● Requirement 1:
Translate this sentence from the passage about yoga into Spanish: "Yoga has evolved as a philosophical system over thousands of years."
● Requirement 2:
Carry on the passage about yoga, beginning after its final sentence.

Yoga is an ancient physical, mental and spiritual practice. The word ‘yoga’ derives from Sanskrit and means to join or to unite, symbolizing the union of body and consciousness.
Yoga has evolved as a philosophical system over thousands of years. Today it is practised around the world. It retains its appeal and continues to spread far and wide, simply because it ‘works’, for its practitioners.
Recognizing the universal appeal of Yoga, the United Nations General Assembly in 2014 adopted Resolution 69/131 that proclaimed 21 June as the International Day of Yoga, which aims to raise awareness worldwide of the many benefits of practising yoga for the individual and the society at large.
The proposal was introduced by Indian PM Narendra Modi in his address before the General Assembly, in which he said: “Yoga is an invaluable gift from our ancient tradition. Yoga embodies unity of mind and body, thought and action … a holistic approach that is valuable to our health and our well-being. Yoga is not just about exercise; it is a way to discover the sense of oneness with yourself, the world and the nature.”
In view of the global pandemic, the focus for this year’s celebrations is not only ‘Yoga for Health’ but also ‘Yoga at Home and Yoga with Family’. People across the world are being encouraged to do Yoga from home and follow online demonstrations. Online digital platforms are being used to spread awareness about Yoga.
Yoga helps us experience the interconnectedness of all creation, a fundamental truth that modern science is discovering only now. Through this interconnectedness, Yoga helps tune our inner selves with our surroundings, our fellow human beings and nature.

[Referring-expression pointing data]
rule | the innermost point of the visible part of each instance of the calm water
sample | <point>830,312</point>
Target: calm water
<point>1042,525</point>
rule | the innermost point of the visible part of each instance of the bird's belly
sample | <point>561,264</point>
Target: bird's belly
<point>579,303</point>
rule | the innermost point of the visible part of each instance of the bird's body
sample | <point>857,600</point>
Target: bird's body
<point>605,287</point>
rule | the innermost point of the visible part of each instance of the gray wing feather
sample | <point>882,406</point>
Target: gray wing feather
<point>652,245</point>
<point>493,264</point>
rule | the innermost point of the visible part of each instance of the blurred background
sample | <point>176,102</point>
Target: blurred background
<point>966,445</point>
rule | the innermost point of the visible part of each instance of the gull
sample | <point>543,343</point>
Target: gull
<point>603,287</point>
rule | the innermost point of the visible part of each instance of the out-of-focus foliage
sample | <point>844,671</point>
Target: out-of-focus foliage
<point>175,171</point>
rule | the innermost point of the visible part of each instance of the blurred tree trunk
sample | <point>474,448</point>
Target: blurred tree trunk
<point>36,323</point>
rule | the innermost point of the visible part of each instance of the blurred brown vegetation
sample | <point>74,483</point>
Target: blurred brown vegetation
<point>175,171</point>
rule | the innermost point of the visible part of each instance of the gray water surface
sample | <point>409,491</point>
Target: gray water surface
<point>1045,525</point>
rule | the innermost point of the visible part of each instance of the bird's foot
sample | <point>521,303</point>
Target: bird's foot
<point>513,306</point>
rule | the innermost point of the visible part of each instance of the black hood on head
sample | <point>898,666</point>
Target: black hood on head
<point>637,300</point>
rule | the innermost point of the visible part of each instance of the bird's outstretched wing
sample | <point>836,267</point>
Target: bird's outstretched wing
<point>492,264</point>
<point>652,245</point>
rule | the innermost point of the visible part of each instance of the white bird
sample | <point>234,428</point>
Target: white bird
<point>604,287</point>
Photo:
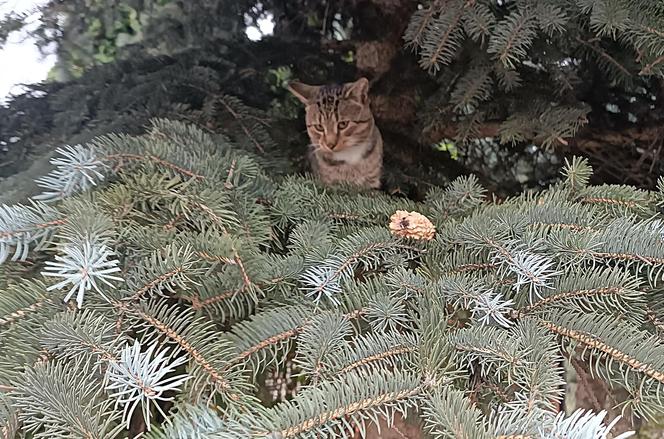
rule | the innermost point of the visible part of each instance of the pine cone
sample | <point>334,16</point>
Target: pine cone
<point>412,225</point>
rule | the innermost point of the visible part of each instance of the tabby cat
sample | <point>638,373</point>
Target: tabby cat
<point>346,144</point>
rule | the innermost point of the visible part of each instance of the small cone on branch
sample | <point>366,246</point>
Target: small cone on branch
<point>411,225</point>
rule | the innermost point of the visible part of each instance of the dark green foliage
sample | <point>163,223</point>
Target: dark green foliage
<point>536,57</point>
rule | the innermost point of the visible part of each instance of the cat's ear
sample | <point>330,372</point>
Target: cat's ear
<point>358,90</point>
<point>305,93</point>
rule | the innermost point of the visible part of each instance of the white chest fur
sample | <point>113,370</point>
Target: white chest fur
<point>353,155</point>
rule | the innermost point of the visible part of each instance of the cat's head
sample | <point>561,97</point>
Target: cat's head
<point>338,116</point>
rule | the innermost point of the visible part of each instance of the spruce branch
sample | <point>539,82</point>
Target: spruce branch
<point>140,378</point>
<point>582,424</point>
<point>419,22</point>
<point>78,169</point>
<point>339,406</point>
<point>199,422</point>
<point>512,38</point>
<point>84,268</point>
<point>443,37</point>
<point>210,354</point>
<point>24,226</point>
<point>64,399</point>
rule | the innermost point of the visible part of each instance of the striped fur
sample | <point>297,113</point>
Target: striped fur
<point>346,143</point>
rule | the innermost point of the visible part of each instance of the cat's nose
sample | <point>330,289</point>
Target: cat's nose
<point>331,142</point>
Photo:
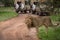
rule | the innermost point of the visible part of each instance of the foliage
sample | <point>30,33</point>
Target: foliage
<point>53,33</point>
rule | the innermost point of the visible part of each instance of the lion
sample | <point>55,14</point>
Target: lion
<point>38,21</point>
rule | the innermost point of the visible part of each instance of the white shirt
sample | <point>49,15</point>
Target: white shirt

● Written answer 1:
El yoga ha evolucionado como sistema filosófico a lo largo de miles de años.

● Written answer 2:
Therefore, it helps contribute not only to personal physical and mental wellbeing but also to the wellbeing of the larger society living in harmony with nature.
Traditional systems of knowledge, including the natural healing traditions such as Yoga and Ayurveda, a plant-based treatment system that also originated in India,are now our collective global heritage.
The ever growing popularity of Yoga across countries, especially among the younger generation, shows the inner longing among all peoples to strive for something better, to overcome various stresses and to achieve greater balance in a contemporary world where this is becoming increasingly difficult.
Yoga and Ayurveda are no strangers to Mauritius. The Indira Gandhi Centre for Indian Culture (IGCIC) in Phoenix has facilities for learning Yoga, which are being availed of by a large number of Mauritians. The IGCIC also held online Yoga classes during the recent curfew period here. There are also a large number of other institutions, which are active in teaching and promoting Yoga.
There is a growing recognition that both Yoga and Ayurveda systems help improvestrength, fitness and energy levels and boosting individual immunity to meet with the challenges of various diseasesthat affect physical and mental health.
Yoga aims to unite and, therefore, it is fitting that the global community through the United Nations has recognized the role that the wisdom of this ancient scientific tradition can play in building more peaceful, equitable, prosperous and harmonious world, a goal that we all cherish and should strive for.